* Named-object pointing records
◇ ◇ ◇ ◇

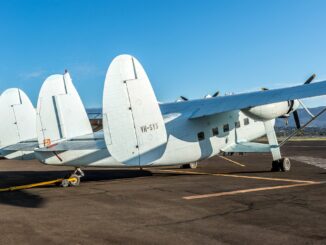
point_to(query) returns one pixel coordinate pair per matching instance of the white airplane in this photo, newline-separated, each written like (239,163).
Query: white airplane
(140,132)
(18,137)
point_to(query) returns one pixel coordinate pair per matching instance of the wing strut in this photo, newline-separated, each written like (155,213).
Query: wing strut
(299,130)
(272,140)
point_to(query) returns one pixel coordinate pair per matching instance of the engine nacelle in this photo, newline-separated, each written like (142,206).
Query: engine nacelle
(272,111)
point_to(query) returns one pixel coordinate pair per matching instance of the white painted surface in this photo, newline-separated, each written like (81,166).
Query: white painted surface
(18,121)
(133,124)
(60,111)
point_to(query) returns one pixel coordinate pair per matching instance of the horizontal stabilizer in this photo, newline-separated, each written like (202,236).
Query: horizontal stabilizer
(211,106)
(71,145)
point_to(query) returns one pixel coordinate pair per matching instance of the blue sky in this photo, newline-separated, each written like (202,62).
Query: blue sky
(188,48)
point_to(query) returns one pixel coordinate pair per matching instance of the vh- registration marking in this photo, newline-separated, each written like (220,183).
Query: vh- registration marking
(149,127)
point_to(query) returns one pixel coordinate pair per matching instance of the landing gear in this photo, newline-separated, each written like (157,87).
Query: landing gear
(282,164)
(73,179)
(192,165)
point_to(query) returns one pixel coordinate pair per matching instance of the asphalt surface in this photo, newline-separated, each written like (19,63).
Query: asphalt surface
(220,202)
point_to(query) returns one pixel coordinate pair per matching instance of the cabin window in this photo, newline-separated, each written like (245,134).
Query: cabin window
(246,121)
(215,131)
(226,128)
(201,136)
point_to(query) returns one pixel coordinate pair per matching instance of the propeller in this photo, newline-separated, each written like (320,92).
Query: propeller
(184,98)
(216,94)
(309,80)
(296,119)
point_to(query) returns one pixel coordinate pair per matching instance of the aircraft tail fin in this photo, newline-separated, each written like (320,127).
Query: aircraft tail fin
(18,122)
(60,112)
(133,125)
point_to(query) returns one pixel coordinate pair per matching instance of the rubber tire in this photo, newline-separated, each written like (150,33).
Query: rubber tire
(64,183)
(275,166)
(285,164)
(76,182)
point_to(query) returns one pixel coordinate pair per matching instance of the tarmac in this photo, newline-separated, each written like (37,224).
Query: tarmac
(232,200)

◇ ◇ ◇ ◇

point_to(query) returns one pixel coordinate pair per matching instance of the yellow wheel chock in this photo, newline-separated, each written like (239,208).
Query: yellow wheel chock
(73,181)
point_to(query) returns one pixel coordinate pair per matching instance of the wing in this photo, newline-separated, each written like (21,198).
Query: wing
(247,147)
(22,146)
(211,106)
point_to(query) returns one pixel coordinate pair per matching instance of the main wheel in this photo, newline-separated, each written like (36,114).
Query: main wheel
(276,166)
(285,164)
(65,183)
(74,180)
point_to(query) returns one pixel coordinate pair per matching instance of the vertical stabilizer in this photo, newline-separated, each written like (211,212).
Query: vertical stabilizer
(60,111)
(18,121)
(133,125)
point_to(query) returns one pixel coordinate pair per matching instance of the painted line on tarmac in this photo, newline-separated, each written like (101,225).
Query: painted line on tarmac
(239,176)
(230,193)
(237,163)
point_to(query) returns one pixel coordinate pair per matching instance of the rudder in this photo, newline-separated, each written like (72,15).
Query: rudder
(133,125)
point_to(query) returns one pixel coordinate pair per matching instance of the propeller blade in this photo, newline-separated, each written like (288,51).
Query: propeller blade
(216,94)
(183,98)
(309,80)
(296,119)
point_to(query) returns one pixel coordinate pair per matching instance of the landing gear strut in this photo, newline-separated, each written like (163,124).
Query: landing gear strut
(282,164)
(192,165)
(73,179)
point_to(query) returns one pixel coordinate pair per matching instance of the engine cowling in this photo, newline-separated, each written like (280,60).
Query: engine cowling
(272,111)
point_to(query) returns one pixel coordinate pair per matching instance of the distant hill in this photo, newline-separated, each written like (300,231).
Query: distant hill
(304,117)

◇ ◇ ◇ ◇

* REQUEST
Return every line of the records that contains the string "blade", matching case exactly.

* WRITTEN SOLUTION
point_to(query) returns one pixel coordinate pair per matching instance of the propeller blade in this photo, newline-separated, each written like (288,51).
Query: propeller blade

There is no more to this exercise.